Point localization data:
Segment Open
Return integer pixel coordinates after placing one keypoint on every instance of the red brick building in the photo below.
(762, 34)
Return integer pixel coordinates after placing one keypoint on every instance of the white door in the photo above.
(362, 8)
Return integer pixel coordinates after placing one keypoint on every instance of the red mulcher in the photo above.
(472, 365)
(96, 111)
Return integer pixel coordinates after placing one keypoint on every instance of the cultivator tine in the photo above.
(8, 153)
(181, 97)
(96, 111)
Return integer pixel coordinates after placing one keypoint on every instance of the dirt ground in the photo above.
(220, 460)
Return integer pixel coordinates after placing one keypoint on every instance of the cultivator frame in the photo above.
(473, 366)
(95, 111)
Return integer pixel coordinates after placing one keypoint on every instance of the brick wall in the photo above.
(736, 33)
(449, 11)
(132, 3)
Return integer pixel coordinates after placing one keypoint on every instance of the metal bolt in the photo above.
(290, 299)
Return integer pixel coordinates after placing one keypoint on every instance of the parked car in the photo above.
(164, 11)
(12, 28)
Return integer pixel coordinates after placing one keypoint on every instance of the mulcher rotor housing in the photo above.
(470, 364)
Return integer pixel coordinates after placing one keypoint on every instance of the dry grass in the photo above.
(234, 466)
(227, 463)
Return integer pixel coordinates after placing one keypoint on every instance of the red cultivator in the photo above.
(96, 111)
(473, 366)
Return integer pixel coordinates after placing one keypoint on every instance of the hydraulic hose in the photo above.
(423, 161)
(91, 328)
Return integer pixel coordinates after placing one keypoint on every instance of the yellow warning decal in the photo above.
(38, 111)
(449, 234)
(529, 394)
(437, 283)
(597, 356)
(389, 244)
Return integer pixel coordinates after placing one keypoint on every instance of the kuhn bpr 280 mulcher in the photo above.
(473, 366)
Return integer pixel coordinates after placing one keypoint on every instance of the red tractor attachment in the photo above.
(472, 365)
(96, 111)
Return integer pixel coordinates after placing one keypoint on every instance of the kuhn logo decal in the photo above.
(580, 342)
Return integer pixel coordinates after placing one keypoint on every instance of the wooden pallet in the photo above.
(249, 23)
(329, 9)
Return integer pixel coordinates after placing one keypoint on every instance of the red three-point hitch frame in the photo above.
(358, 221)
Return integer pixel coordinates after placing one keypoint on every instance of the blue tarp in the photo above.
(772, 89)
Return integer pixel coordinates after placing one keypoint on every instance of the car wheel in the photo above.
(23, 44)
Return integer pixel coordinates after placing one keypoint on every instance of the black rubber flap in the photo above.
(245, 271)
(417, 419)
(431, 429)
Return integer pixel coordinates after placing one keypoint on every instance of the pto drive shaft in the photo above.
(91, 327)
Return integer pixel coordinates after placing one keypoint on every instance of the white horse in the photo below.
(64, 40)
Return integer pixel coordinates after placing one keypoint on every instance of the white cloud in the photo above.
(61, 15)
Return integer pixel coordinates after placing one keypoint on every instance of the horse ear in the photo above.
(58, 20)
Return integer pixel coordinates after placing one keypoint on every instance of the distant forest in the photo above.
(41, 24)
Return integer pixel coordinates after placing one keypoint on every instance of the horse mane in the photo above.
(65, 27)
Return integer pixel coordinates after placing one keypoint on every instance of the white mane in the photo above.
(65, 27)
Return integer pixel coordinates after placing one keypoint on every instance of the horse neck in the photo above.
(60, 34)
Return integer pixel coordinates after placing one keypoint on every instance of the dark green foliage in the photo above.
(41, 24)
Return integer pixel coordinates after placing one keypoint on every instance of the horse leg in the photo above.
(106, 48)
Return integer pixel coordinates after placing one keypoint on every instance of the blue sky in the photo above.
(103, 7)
Segment Closed
EXERCISE GOAL: Write out, word for word, every line from the one containing "flap in the photo above." through the last line of the records above.

RESPONSE TO THE EXERCISE:
Return integer pixel coordinates after placing one keypoint on every instance of the black rubber flap in the photo above.
(245, 271)
(417, 419)
(431, 429)
Return integer pixel coordinates after placing one keypoint on every instance of the pto drive shaft in the photo above.
(91, 327)
Return integer pixel coordinates after placing one keypoint on every instance of the white horse in the photo below.
(64, 40)
Return integer pixel coordinates after placing one keypoint on every instance of the white cloud in the photo above.
(61, 15)
Return integer pixel coordinates after placing one keypoint on every instance of the horse ear in the photo above.
(58, 20)
Return integer pixel coordinates after placing one keypoint on every instance of the distant forest in the photo above.
(41, 24)
Return integer pixel coordinates after placing one keypoint on every instance of the horse mane in the photo above.
(65, 27)
Return integer pixel coordinates after placing one keypoint on every instance of the white mane in the photo above.
(65, 27)
Return integer pixel coordinates after placing one keypoint on every instance of the horse neck in the photo above.
(60, 34)
Return integer pixel coordinates after placing one keypoint on every instance of the dark green foliage in the photo above.
(41, 24)
Return integer pixel coordinates after placing one keypoint on every instance of the horse leg in the photo above.
(106, 48)
Return integer pixel coordinates after placing one keypoint on every instance of the blue sky in the photo above.
(103, 7)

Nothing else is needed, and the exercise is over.